Top of SOURCE DATA
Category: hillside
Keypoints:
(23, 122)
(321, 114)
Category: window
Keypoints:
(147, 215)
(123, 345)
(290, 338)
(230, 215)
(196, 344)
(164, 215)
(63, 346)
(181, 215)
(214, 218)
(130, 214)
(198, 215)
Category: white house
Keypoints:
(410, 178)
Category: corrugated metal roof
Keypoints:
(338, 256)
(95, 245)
Bottom of SOURCE DATA
Top of SOURCE DATA
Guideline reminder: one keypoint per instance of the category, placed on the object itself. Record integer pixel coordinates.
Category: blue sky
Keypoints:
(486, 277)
Bottom of SOURCE DATA
Top of SOURCE DATA
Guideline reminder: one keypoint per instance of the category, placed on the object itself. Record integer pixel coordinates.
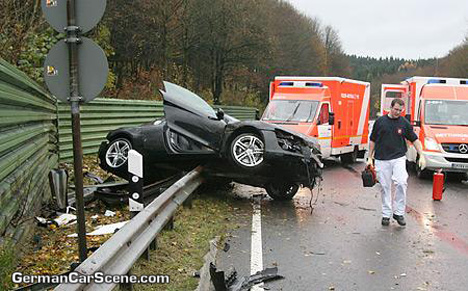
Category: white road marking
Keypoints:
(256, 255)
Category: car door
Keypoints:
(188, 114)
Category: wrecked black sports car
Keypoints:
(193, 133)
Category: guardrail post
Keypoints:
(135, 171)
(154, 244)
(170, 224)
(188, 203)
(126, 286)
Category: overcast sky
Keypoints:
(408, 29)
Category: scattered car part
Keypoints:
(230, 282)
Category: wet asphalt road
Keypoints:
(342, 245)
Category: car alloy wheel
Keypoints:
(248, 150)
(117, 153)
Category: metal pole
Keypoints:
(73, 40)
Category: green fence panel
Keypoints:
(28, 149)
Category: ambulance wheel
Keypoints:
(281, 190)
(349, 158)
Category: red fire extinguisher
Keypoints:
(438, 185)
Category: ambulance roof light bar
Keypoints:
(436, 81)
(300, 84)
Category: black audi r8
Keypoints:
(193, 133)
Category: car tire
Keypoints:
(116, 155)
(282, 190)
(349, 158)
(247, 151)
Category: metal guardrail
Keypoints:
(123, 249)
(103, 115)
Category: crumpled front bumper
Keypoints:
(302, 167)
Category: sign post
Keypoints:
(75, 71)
Bottom of SOURCE DATA
**TASK TO COMPLETE**
Every line above in which the word "wheel" occurs needs to be copied.

**EXERCISE SOLUTION**
Category: car alloy wheel
Category: ambulance wheel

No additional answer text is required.